» Task objective
List every line of the data below that contains the word "wing".

===== Raw records

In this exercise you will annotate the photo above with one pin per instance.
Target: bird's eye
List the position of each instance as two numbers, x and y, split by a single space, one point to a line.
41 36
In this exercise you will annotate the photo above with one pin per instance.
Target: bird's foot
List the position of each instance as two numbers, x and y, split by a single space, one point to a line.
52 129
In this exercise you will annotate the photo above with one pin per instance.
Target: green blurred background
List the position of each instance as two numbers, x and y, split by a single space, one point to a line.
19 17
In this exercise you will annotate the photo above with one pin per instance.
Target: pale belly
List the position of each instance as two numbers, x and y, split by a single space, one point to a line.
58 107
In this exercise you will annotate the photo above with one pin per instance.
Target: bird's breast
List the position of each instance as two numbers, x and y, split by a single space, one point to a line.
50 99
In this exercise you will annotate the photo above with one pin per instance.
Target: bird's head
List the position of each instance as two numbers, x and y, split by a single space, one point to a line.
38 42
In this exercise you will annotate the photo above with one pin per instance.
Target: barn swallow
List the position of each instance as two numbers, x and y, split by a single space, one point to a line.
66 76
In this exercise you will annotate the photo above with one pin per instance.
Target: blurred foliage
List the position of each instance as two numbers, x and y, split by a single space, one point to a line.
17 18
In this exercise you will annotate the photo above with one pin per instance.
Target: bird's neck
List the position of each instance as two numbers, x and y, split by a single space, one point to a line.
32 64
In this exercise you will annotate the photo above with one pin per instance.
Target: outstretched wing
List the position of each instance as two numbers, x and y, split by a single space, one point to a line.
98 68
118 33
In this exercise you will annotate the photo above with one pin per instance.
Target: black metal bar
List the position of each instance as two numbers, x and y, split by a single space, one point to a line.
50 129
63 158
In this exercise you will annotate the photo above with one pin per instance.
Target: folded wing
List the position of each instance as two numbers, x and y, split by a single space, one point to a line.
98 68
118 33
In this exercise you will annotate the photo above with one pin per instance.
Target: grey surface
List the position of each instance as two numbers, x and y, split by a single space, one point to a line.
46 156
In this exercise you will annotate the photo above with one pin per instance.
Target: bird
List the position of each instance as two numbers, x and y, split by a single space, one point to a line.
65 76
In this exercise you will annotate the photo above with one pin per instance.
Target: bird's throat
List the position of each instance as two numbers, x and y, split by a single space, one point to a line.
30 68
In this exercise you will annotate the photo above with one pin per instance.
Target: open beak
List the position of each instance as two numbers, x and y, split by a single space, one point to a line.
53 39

==========
===== Raw records

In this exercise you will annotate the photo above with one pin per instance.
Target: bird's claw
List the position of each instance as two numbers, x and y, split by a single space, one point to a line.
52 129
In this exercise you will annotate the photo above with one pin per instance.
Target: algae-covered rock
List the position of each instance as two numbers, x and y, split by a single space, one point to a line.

==========
===== Raw records

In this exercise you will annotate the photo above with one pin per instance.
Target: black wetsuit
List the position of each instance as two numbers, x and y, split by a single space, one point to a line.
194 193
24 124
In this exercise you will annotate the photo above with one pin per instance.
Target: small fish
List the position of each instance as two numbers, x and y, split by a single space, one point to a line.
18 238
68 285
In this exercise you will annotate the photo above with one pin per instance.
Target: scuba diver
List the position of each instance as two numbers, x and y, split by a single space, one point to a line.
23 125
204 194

==========

» Reply
Target: outstretched wing
Target: folded wing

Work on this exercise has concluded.